EXERCISE MATERIALS:
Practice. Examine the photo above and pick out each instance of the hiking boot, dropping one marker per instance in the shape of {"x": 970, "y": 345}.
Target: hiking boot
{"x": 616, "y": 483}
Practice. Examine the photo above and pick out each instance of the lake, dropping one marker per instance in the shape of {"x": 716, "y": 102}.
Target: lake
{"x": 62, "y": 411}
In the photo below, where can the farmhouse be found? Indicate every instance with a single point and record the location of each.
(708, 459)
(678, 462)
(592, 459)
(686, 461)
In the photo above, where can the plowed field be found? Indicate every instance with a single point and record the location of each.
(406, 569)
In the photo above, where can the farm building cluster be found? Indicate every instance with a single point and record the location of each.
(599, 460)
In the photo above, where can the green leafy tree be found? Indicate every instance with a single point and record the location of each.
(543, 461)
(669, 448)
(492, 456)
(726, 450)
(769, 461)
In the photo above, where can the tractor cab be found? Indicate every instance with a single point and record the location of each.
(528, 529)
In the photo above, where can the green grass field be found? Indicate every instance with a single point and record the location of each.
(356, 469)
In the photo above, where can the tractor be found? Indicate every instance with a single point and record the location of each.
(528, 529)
* * *
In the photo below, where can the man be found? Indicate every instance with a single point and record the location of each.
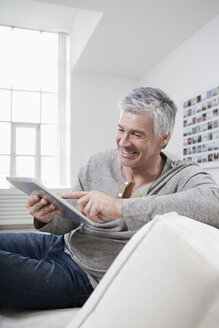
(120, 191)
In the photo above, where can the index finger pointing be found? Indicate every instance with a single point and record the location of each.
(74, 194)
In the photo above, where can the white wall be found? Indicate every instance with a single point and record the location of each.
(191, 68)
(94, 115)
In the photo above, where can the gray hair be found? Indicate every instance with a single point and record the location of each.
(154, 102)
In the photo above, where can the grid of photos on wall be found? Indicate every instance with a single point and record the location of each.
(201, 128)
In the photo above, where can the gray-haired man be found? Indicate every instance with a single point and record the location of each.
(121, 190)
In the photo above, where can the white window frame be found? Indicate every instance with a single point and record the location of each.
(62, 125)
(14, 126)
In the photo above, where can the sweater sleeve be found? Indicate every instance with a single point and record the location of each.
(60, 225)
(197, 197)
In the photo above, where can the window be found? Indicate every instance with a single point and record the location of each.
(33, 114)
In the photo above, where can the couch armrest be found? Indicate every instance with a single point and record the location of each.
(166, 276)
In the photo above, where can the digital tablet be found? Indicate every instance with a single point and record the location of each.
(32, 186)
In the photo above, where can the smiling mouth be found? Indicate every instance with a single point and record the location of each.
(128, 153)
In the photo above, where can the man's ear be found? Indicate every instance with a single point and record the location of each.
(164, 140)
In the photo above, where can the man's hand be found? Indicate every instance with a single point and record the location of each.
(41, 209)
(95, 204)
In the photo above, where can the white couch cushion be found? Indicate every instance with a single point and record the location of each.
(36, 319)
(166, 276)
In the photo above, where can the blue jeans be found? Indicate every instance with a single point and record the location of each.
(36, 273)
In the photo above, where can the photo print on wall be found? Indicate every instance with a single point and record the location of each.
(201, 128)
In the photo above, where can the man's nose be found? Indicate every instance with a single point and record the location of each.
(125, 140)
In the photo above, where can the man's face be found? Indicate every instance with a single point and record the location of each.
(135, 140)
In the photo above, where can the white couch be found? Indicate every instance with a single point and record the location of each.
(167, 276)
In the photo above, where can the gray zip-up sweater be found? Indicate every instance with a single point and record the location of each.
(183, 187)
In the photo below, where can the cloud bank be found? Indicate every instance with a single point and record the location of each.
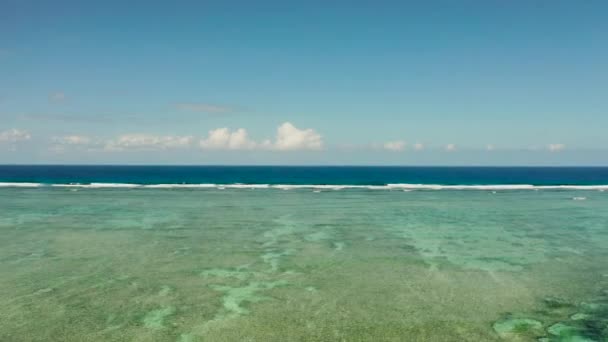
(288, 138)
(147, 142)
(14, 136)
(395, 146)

DESCRIPTION OF THE TASK:
Check every line of the data, and copy the ones that contain "Examine".

RESPONSE AREA:
Practice. Examine the photo above and pick out each instance of the hiking boot, dropping one marker per instance in the shape of {"x": 970, "y": 345}.
Practice. Examine the photo above and pick out each instance of the lake, dropping one marker per instance in the shape of {"x": 716, "y": 102}.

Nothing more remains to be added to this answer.